▸ Information shown:
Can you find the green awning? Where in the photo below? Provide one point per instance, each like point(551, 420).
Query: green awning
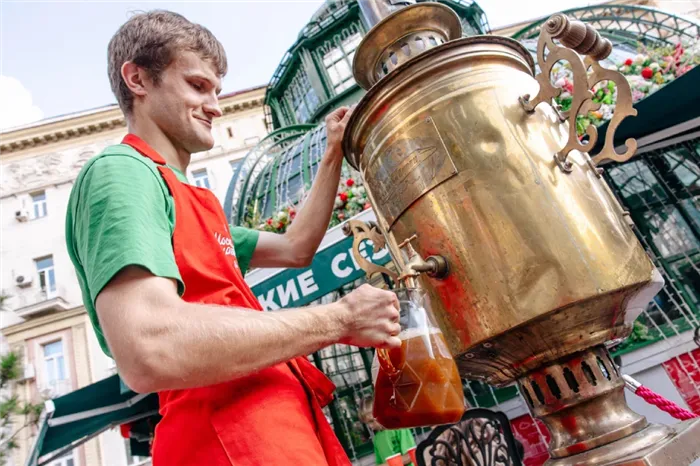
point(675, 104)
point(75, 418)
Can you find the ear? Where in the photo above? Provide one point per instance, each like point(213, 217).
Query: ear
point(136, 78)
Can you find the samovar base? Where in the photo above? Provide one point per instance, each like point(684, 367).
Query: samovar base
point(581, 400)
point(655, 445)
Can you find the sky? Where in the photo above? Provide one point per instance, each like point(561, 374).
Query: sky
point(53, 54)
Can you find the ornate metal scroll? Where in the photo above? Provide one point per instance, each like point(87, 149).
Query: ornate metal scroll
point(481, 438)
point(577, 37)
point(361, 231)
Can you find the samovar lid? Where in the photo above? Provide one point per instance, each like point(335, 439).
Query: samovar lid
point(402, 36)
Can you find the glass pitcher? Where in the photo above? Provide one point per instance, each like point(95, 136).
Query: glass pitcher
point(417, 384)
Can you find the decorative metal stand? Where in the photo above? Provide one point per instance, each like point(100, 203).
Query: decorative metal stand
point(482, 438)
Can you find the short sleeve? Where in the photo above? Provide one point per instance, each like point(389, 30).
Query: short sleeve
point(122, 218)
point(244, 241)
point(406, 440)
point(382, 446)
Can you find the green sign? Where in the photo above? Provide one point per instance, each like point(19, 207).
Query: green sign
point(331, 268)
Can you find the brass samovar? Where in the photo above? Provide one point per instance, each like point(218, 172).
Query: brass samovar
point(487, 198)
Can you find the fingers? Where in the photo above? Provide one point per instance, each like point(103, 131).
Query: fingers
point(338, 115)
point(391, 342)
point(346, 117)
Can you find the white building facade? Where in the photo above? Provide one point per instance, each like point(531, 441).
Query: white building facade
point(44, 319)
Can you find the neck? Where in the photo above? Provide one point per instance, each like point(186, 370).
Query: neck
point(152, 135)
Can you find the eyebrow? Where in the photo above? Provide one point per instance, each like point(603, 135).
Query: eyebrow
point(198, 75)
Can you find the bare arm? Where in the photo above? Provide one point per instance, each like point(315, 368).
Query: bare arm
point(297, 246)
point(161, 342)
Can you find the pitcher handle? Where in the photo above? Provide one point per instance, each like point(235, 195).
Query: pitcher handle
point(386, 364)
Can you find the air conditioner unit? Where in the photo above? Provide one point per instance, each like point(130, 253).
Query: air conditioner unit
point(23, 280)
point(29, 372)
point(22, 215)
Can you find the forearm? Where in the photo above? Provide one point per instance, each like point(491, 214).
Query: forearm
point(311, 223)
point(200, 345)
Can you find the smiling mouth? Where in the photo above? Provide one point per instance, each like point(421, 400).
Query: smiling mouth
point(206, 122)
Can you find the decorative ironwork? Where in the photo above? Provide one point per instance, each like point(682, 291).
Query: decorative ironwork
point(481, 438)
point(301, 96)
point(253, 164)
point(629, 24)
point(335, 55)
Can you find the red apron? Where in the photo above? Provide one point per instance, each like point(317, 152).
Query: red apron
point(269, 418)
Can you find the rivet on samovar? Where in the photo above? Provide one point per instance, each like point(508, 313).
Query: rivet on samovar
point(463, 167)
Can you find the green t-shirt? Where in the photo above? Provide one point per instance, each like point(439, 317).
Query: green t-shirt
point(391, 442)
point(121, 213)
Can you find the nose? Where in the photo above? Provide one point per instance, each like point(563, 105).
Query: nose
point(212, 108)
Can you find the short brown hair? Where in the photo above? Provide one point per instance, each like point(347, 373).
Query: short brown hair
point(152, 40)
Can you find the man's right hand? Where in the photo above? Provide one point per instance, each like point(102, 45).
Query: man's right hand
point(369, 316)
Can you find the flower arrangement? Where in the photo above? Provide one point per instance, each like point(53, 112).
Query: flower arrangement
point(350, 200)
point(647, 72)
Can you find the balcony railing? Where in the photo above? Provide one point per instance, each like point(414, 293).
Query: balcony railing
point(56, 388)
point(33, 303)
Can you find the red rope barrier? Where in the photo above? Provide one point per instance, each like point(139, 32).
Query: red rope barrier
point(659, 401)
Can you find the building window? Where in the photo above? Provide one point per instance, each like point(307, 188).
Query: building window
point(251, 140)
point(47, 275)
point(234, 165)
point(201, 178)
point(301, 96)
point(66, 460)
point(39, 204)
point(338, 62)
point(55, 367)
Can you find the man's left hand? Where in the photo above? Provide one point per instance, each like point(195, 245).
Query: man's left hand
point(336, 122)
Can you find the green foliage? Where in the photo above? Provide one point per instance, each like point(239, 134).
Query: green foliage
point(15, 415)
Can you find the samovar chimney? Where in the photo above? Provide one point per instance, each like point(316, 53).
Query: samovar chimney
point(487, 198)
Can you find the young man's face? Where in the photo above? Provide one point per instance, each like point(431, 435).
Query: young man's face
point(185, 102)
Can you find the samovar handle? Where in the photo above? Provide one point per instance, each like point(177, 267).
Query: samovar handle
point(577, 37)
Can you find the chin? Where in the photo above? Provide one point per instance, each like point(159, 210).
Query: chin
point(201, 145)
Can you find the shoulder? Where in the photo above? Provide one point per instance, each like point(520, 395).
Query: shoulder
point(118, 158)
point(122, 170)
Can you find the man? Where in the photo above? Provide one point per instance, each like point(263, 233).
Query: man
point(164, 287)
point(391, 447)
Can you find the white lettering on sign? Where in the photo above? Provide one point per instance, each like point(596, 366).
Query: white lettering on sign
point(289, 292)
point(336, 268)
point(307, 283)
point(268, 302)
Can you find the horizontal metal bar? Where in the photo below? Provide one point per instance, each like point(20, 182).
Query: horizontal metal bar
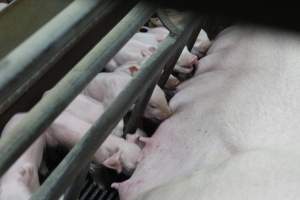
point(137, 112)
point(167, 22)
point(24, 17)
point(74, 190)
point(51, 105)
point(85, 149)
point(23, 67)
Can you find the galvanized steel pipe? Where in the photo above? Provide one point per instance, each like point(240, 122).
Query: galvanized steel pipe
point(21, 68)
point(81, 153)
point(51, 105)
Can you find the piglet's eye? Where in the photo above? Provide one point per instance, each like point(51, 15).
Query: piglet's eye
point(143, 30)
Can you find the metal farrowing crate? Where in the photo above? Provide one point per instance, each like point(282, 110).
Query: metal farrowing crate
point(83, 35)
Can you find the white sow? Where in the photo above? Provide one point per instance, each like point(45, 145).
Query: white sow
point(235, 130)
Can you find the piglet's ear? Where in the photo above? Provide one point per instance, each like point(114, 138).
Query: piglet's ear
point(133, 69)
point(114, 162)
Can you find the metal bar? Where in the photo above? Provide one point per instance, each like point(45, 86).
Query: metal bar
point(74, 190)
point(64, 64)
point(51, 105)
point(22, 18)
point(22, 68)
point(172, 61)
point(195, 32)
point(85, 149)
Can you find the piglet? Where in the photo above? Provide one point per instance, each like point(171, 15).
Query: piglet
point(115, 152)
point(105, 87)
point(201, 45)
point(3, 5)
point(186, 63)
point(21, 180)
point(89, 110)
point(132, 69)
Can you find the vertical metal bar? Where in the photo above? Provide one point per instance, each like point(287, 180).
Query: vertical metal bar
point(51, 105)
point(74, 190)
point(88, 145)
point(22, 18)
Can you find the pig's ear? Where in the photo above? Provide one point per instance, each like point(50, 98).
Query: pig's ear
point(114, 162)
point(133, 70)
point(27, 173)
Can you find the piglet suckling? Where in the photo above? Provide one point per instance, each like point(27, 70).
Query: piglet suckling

▸ Your task:
With the pictures set aside, write out the whole listing exactly.

▸ Finished exercise:
Can you find the green awning? Where in the photo below? Provide one point per instance, each like point(551, 420).
Query: green awning
point(675, 104)
point(75, 418)
Can you find the ear? Where in the photo above? Provide one point per instance, each like point(213, 217).
Query: ear
point(136, 78)
Can you find the samovar base? Where in the photo above? Provide one point per instance, each like point(684, 367).
Query: samovar base
point(581, 400)
point(655, 445)
Can you find the sky? Where in the photo above? Provide one point per instance, each like point(561, 374).
Query: sky
point(53, 54)
Can you find the ornate metal scroll? Where in the photo above? Provide one point per instance, each like point(87, 149).
Query: ornate metal scroll
point(481, 438)
point(577, 37)
point(361, 231)
Can you find the samovar lid? Where in the photo above? Provide one point per instance, each like point(335, 439).
Query: samovar lid
point(402, 36)
Can you find the glass pitcher? Where in the photo above? Provide one point per instance, each like point(95, 136).
Query: glass pitcher
point(417, 384)
Can you find the decorative metal stand? Where in the photo above? Provide one point per instance, each like point(100, 203).
Query: decorative metal stand
point(482, 438)
Can you find the short sleeve? Where in the photo above? Provide one point per instance, each like point(389, 30).
Query: short sleeve
point(122, 218)
point(244, 241)
point(406, 440)
point(382, 446)
Can you find the green sign? Where in the photo above? Provide one point per instance, each like point(19, 207).
Query: green sign
point(331, 268)
Can you find the brass samovar? Where in the photo above? Provide one point per instance, each like point(218, 172).
Query: brass samovar
point(487, 198)
Can you find the fingers? Where in the photo above? Provide one point per instance, each like point(103, 131).
Query: fingers
point(338, 115)
point(391, 342)
point(346, 117)
Can you find the white building facade? Where in the photo above? Provide one point per instance, each like point(531, 441).
Query: white building facade
point(44, 319)
Can you find the neck? Where in the photo above? Provide one point per instance, each like point(186, 370).
Query: neck
point(152, 135)
Can you find the eyebrow? Where in the photo above? Provide one point per instance, each like point(603, 135).
Query: eyebrow
point(198, 75)
Can you find the bare arm? Where in the photo above? Provide one point per instance, each like point(315, 368).
Query: bare arm
point(297, 246)
point(161, 342)
Can you find the pitcher handle? Where in the photo above? Provide one point per instance, each like point(235, 195).
Query: pitcher handle
point(386, 364)
Can you find the air conditioner unit? Where in the photo above? Provide one point per instance, each like point(130, 253).
Query: air conditioner unit
point(23, 280)
point(29, 372)
point(22, 215)
Can you find the forearm? Where in the photo above? Provide one point per instance, each like point(491, 214).
Query: forearm
point(311, 223)
point(200, 345)
Can you find the smiling mouth? Where in the photo above? Provide one point per instance, each like point(421, 400).
Query: smiling mouth
point(206, 122)
Can you find the decorative ironwork? Where in the photo above? Provide one point per instance, each like point(682, 291).
Query: decorative ironwork
point(481, 438)
point(301, 96)
point(253, 164)
point(629, 24)
point(335, 55)
Can you find the red apron? Where in the photo above? Provide one point per instance, each like point(317, 152).
Query: red apron
point(269, 418)
Can you find the rivet on samovar? Where in the photo above? Provide one point per instance, each like point(508, 313).
Query: rivet on samovar
point(463, 167)
Can you find the green t-shirt? Where in the photo above? Provide one point per instance, each like point(439, 317).
Query: green t-shirt
point(391, 442)
point(121, 213)
Can you find the nose? Where in the photo above? Provide one point per instance, each like point(563, 105).
Query: nose
point(212, 108)
Can you find the short brown hair? Where in the photo above? Provide one point per instance, each like point(347, 373).
Query: short brown hair
point(152, 40)
Can you find the man's right hand? Where in the photo above? Provide one point per instance, each like point(102, 45).
Query: man's right hand
point(369, 316)
Can you find the flower arrangement? Where in the photo above? Provide one point per instance, each like point(53, 112).
Query: flower arrangement
point(350, 200)
point(647, 72)
Can you find the balcony railing? Where in the photo above? Provide one point per instance, each like point(414, 293).
Query: balcony railing
point(56, 388)
point(33, 303)
Can you find the red rope barrier? Where in the photo above? Provide one point per instance, each like point(139, 32).
Query: red rope barrier
point(659, 401)
Can you find the building window? Where in the photo above? Provide one point per instance, each like point(307, 188).
Query: building window
point(251, 140)
point(47, 275)
point(234, 165)
point(201, 178)
point(301, 96)
point(66, 460)
point(39, 204)
point(338, 62)
point(55, 367)
Can you find the man's left hand? Where in the photo above? Provide one point per instance, each like point(195, 245).
Query: man's left hand
point(336, 122)
Can you find the green foliage? Where in the photo above? Provide one point per instance, each like point(239, 134).
Query: green foliage
point(15, 415)
Can you find the samovar chimney? Where in the photo above? Provide one point per instance, each like point(316, 53).
Query: samovar chimney
point(487, 198)
Can you find the young man's face? Where in the photo above? Provide one point per instance, each like point(431, 435).
Query: young man's face
point(185, 102)
Can you find the samovar handle? Where in the photo above? Provide one point per instance, each like point(177, 267).
Query: samovar handle
point(577, 37)
Can you find the chin? Where in the photo above? Provide one point per instance, each like point(159, 210).
Query: chin
point(201, 145)
Can you find the shoulder? Where in the photo above? Provide one point per instance, each like point(520, 395).
Query: shoulder
point(118, 158)
point(122, 170)
Can you find the man? Where in the photo above? Provide one point per instance, each like point(263, 233).
Query: man
point(164, 287)
point(391, 447)
Can you find the white lettering on sign? Where in the photo above? Provide one point per instance, each like point(596, 366).
Query: white lettering on sign
point(289, 292)
point(336, 268)
point(307, 283)
point(268, 302)
Can you find the horizontal metal bar? Where in the photo below? Provide one point per instance, each like point(20, 182).
Query: horizontal metal bar
point(137, 112)
point(167, 22)
point(24, 17)
point(74, 190)
point(51, 105)
point(85, 149)
point(23, 67)
Can you find the galvanized steel pipe? Where in the photo above? Provide one point per instance, each like point(240, 122).
Query: galvanized steel pipe
point(21, 68)
point(81, 153)
point(51, 105)
Can you find the piglet's eye? Where in the photo above? Provide one point per instance, each like point(51, 15).
Query: piglet's eye
point(143, 30)
Can you find the metal farrowing crate? Where in the photo above? Provide one point per instance, each like point(282, 110).
Query: metal farrowing crate
point(83, 35)
Can you find the white sow? Where in the photo above? Provide one point per instance, each like point(45, 145).
Query: white sow
point(235, 130)
Can you find the piglet's ear? Where in the photo above? Provide one point per instance, each like point(114, 138).
Query: piglet's ear
point(133, 69)
point(114, 162)
Can you find the metal bar? Where in the photo above? Provide one point per instance, each like point(45, 86).
Query: metal bar
point(74, 190)
point(64, 64)
point(51, 105)
point(22, 18)
point(22, 68)
point(172, 61)
point(195, 32)
point(85, 149)
Can you find the piglet? Where in the photo above? Provide one point per instance, each like point(171, 15).
Query: piglet
point(115, 152)
point(105, 87)
point(201, 45)
point(3, 5)
point(186, 63)
point(21, 180)
point(89, 110)
point(132, 69)
Can you find the vertical metal bar? Where in the photo above? Provide one point per instance, each like point(287, 180).
Query: vertical metal bar
point(51, 105)
point(74, 190)
point(88, 145)
point(22, 18)
Can you find the pig's ear? Where in the photo above? Provide one point per instance, each like point(50, 98).
Query: pig's ear
point(114, 162)
point(133, 70)
point(27, 173)
Can you find the piglet suckling? Where in the photo above? Provide one point per instance, each like point(27, 70).
Query: piglet suckling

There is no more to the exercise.